Stored data entries:
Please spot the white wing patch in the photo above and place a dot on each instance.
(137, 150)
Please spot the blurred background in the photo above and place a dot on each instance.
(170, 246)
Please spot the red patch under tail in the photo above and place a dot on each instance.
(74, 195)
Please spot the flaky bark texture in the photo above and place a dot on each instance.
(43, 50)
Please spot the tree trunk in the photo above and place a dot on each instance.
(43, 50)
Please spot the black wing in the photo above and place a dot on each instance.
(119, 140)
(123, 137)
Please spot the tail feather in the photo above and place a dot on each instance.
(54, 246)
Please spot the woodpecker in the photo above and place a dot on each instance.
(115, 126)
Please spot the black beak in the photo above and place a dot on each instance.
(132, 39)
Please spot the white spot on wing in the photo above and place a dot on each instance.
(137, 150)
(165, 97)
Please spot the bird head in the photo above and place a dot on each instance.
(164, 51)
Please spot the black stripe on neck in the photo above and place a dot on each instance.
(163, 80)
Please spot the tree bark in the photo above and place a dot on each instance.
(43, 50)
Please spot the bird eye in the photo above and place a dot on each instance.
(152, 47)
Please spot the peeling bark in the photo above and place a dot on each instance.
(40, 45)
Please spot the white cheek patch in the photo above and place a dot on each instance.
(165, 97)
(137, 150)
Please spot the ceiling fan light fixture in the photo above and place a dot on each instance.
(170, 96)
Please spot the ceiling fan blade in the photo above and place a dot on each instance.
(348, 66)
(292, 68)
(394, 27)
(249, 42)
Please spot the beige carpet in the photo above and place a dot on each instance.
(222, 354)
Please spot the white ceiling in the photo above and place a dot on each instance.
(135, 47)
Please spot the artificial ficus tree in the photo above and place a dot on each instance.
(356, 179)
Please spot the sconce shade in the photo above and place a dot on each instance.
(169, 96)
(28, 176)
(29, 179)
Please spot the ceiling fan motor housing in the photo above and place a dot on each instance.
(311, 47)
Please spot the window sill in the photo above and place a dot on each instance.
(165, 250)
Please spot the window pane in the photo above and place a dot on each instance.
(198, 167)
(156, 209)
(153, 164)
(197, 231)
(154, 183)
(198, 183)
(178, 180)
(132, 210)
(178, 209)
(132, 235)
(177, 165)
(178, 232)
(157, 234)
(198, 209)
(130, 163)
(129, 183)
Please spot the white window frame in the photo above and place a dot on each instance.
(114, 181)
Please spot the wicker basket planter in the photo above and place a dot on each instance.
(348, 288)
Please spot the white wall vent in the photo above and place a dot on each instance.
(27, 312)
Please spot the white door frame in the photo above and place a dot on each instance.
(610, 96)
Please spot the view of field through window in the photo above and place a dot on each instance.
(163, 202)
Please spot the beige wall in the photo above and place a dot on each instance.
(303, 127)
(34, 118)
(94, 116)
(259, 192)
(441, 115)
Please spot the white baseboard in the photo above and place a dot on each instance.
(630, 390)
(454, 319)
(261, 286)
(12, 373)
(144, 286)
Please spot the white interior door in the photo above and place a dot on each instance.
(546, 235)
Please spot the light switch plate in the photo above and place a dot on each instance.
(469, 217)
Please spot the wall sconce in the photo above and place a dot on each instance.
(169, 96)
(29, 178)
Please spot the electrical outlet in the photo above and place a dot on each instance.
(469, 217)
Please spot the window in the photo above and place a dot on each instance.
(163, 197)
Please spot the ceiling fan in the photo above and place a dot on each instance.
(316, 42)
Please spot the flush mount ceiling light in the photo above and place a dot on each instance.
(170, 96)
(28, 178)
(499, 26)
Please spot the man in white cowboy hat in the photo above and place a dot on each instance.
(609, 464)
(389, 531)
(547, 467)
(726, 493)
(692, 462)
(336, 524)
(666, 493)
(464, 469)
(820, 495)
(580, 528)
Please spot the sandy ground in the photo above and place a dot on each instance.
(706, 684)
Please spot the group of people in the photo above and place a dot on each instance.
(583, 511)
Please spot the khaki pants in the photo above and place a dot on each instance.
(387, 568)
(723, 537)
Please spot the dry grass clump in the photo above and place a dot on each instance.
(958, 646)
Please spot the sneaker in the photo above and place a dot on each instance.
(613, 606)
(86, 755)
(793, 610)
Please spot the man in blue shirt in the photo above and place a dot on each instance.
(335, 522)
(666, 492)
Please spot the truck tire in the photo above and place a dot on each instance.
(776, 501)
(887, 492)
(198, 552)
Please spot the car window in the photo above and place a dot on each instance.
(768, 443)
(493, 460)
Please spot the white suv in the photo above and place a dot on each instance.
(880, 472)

__To do__.
Return the entries in full, keeping every line exactly as it is.

__Finished task__.
Please spot the white wing patch in the photo above and place a dot on each instance.
(137, 150)
Please spot the blurred background in the photo above and place a dot on each instance.
(170, 246)
Please spot the red patch under tail in the photo above and place a dot on each instance.
(74, 195)
Please spot the flaky bark texture in the photo above and place a dot on each instance.
(43, 50)
Please spot the tree trunk in the photo above and place a dot on each instance.
(43, 50)
Please spot the black wing in the photo above and place a dot on each instance.
(119, 140)
(123, 137)
Please spot the tail feather in the photo above and place a dot on each instance.
(54, 246)
Please spot the woodpecker in the photo above and place a dot on each instance.
(115, 126)
Please spot the black beak in the photo above and place a dot on each instance.
(132, 39)
Please spot the white spot on wing in the photo above and place a dot on each instance.
(137, 150)
(165, 97)
Please spot the bird head in the photo above and place a dot on each instance.
(164, 51)
Please spot the black stripe on neck in the photo above and place a dot on each instance.
(163, 80)
Please spot the tree bark in the photo above and place a dot on each instance.
(43, 50)
Please spot the bird eye in the photo above and place a dot on each instance.
(152, 47)
Please spot the peeling bark in the photo above and place a dot on each instance.
(40, 45)
Please spot the white cheek patch in the photo above and place a dot on each instance.
(165, 97)
(137, 150)
Please spot the ceiling fan light fixture in the photo above and place a dot on each instance.
(170, 96)
Please spot the ceiling fan blade in the photo above and place a dot on each instance.
(348, 66)
(292, 68)
(394, 27)
(249, 42)
Please spot the beige carpet in the photo above and place a dot on each instance.
(222, 354)
Please spot the white ceiling in the photo above and place a dot on each instance.
(135, 47)
Please spot the artificial ficus tree in the photo above and place a dot on each instance.
(356, 179)
Please spot the sconce shade in the photo above and place a dot on each instance.
(169, 96)
(28, 176)
(29, 179)
Please spot the ceiling fan motor housing in the photo above and place a dot on each instance.
(311, 47)
Please spot the window sill in the photo above and place a dot on each instance.
(165, 250)
Please spot the window pane in the photo above and place a dot on each instance.
(198, 167)
(156, 209)
(153, 164)
(197, 231)
(154, 183)
(198, 183)
(178, 180)
(132, 210)
(178, 209)
(132, 235)
(177, 165)
(178, 232)
(157, 234)
(198, 209)
(130, 163)
(129, 183)
Please spot the white window frame in the photo above and place a dot on each instance.
(114, 181)
Please spot the wicker basket planter in the photo above and place a dot on each instance.
(348, 288)
Please spot the white wall vent in the photo above and place a dot on each instance.
(27, 312)
Please spot the white door frame in the photo above and place a dot on each instance.
(610, 96)
Please spot the view of field through window in the photo above and place a dot on each instance.
(163, 202)
Please spot the beige wall in the photo above and place a dot on each instance.
(303, 127)
(34, 118)
(94, 116)
(259, 192)
(441, 115)
Please spot the white baseboard in the photo above and place a dot on each instance.
(630, 390)
(454, 319)
(261, 286)
(12, 373)
(144, 286)
Please spot the white interior door in the photo above and place a dot on each instance.
(546, 235)
Please spot the light switch plate in the photo above and place a dot on each instance.
(469, 217)
Please spot the wall sconce in the photo above and place a dot on each instance.
(169, 96)
(29, 178)
Please spot the electrical outlet in the photo above and place a dot on each instance.
(469, 217)
Please spot the window in the photo above and place a dot on each instance.
(163, 197)
Please spot the ceiling fan in the photo above and place a dot on each instance.
(316, 42)
Please spot the flush mount ceiling light in the photo above and place a dot on each instance.
(170, 96)
(28, 178)
(499, 26)
Please spot the man in white cowboy hat in the photo above and place a dot on each instance.
(609, 464)
(389, 531)
(547, 467)
(726, 493)
(692, 462)
(336, 524)
(666, 493)
(464, 469)
(820, 495)
(580, 528)
Please spot the sandy ground in the photo above and place a dot on each instance.
(706, 684)
Please spot the group of people in the photo above and place a dot on each instance.
(583, 511)
Please spot the khaki pants in the photo above and place a dot on each instance.
(387, 568)
(723, 537)
Please spot the dry grass clump in the photo above and place a dot on each instance.
(958, 646)
Please spot the sneaker in the photo above and place a dot on each instance.
(613, 606)
(86, 755)
(793, 610)
Please spot the man in blue shirt in the photo above and place a dot on each instance.
(335, 522)
(666, 492)
Please spot the truck tire in the photo above and place a dot on each instance.
(776, 501)
(887, 492)
(198, 552)
Please spot the car window in the photo above and place a dot on each instance.
(768, 443)
(493, 460)
Please spot the white suv in the photo above and place a dot on each instance.
(880, 472)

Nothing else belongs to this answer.